Write out the records below exactly as they appear, skipping each picture.

Image-grounded pointing data
============
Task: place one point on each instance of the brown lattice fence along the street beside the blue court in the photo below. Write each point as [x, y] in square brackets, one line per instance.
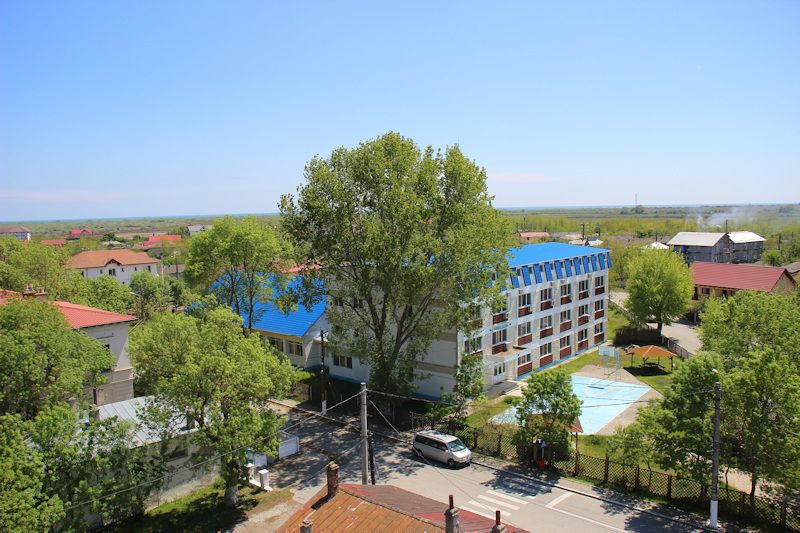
[497, 441]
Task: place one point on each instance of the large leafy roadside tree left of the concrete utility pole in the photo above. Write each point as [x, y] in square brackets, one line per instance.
[207, 370]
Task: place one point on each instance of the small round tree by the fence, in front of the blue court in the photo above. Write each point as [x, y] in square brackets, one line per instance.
[548, 408]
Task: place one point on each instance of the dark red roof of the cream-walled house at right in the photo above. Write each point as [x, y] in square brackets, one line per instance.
[738, 277]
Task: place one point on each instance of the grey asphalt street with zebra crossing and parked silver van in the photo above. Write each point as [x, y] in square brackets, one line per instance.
[525, 503]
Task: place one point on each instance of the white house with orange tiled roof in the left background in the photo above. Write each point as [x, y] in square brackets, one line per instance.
[119, 264]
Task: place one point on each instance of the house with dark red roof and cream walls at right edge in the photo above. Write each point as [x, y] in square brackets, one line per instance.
[724, 279]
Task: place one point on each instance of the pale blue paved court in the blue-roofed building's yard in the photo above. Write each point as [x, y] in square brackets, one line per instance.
[602, 400]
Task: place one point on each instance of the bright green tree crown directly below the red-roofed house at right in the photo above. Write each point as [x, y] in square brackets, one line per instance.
[752, 321]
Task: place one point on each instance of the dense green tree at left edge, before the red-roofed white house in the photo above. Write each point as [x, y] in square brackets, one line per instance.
[43, 361]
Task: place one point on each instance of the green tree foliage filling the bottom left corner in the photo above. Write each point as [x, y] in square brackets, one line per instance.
[24, 506]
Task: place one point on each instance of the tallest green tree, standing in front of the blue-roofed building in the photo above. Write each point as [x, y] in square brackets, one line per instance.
[405, 237]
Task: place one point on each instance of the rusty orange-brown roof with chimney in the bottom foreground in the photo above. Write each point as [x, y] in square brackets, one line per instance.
[374, 507]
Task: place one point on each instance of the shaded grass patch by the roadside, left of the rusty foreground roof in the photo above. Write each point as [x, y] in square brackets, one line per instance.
[202, 511]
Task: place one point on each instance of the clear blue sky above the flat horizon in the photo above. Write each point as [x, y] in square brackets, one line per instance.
[187, 107]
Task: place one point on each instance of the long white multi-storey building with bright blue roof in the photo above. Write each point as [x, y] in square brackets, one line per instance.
[556, 307]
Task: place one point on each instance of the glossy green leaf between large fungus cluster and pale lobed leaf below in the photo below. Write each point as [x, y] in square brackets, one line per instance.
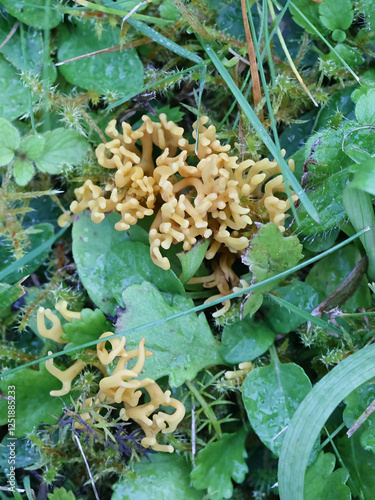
[129, 263]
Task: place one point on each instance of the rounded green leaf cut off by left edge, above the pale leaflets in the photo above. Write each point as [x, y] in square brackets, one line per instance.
[14, 100]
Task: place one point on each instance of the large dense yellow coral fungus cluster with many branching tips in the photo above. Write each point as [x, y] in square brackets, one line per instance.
[195, 194]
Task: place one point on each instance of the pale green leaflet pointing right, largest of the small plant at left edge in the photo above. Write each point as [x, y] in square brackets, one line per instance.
[62, 147]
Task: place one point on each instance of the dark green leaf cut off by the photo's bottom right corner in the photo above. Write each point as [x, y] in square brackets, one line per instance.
[360, 464]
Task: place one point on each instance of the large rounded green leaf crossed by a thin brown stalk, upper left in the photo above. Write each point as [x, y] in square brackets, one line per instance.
[120, 71]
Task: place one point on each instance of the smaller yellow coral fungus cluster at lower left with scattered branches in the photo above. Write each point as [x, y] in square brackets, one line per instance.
============
**WRITTEN SOLUTION:**
Task: place one point on each instance of the brown lattice fence along the street beside the blue court in the photo below. Write each point as [x, y] in square brackets, one line per instance.
[497, 441]
Task: place one point on each instance of the large leafy roadside tree left of the concrete utility pole in the photo above. Write each point as [x, y] in square brackets, one line per instance.
[207, 370]
Task: place one point on each instance of the small round tree by the fence, in front of the blue court in the photo above. Write each point as [x, y] in square brackets, one line per instance.
[548, 408]
Task: place one point on each instance of the dark red roof of the cream-walled house at right in the photo above. Write each point as [x, y] in square brackets, one line per instance.
[738, 277]
Task: place one point on each instance of the grey asphalt street with zebra crossing and parked silver van in the photo above. Write each point as [x, y] in square brackets, one line per instance.
[525, 503]
Task: place one point on each instance of the white house with orange tiled roof in the left background in the photo above. Write each point as [x, y] in square brackets, one line per instance.
[119, 264]
Task: place one point on each instance of the house with dark red roof and cream walls at right edge in the photo above. Write each point as [x, y] in square brackets, one line per instance.
[724, 279]
Task: place one point on each instance of the pale blue paved court in the blue-roofed building's yard in the photo above. Write each point as [x, y] in square brackets, one line per instance.
[602, 400]
Task: place one point on each instance of the bright green tree crown directly below the red-roofed house at right in the photo above. Write each point as [x, y] in square brackets, one line per instance.
[752, 321]
Task: place one point on each instance of the dense green tree at left edge, before the red-roofed white house in the photo above. Write each point as [x, y] in square brackets, one line per instance.
[43, 361]
Task: place one point on each instance of the green tree foliage filling the bottom left corner in the photo above. Write each point as [x, y] in square brackets, one line per instance.
[24, 506]
Task: place one point on each instance of the tallest green tree, standing in front of the blue-roofed building in the photo above. Write each point as [x, y] in square brackets, one line per instance.
[405, 237]
Task: place one point on each instance of the rusty orange-brown roof with chimney in the bottom foreground in the photo above. Write each point as [x, y] in square brackets, one line per instance.
[374, 507]
Task: place one point on each instance of the shaded grass patch by the roadside, left of the rusty foreground roof in the photo above. Write each point as [x, y] in square brackets, one line per instance.
[202, 511]
Task: place one point on each instance of the clear blue sky above the flat horizon in the photo above. Write each point as [x, y] in square brackets, one line per instance.
[187, 107]
Task: place one point on each instance of the long white multi-storey building with bright blue roof in the photo above. Write each point as [x, y] in square brackets, one line per instance.
[556, 307]
Task: place one point on each instance of the glossy green leaf between large fungus cluster and pale lobed leaf below in the photo below. Write each point as [x, y] in square brackets, one line per instance.
[129, 263]
Task: place one point on each instance of the rounded green leaf cut off by left edge, above the pale leaflets in the photo above. Write each point as [x, y] in square brackets, one line per instance.
[14, 100]
Task: place one point on each instance of the large dense yellow coral fungus cluster with many branching tips in the photo above. Write each point as [x, y] in square brackets, one line per instance.
[195, 194]
Task: place one point on each instance of the pale green leaflet pointing right, largest of the small plant at left edge in the photo above. Write each point as [x, y] in square brackets, one line per instance.
[62, 147]
Task: place one point on each instance of the dark green leaf cut off by the photo's bottom right corner in the photo above. Write each point as [x, y] in square brackets, one line per instance.
[360, 464]
Task: place one point on each instance of the large rounded green leaf crossed by a thin brown stalk, upper left in the photo above. Write each point as [x, y] in square brackets, one line per instance.
[120, 71]
Task: place one point on each instance of the smaller yellow coral fungus cluster at lower left with scattered branches in the photo above. Write each point as [x, y] in square brackets, one line per instance.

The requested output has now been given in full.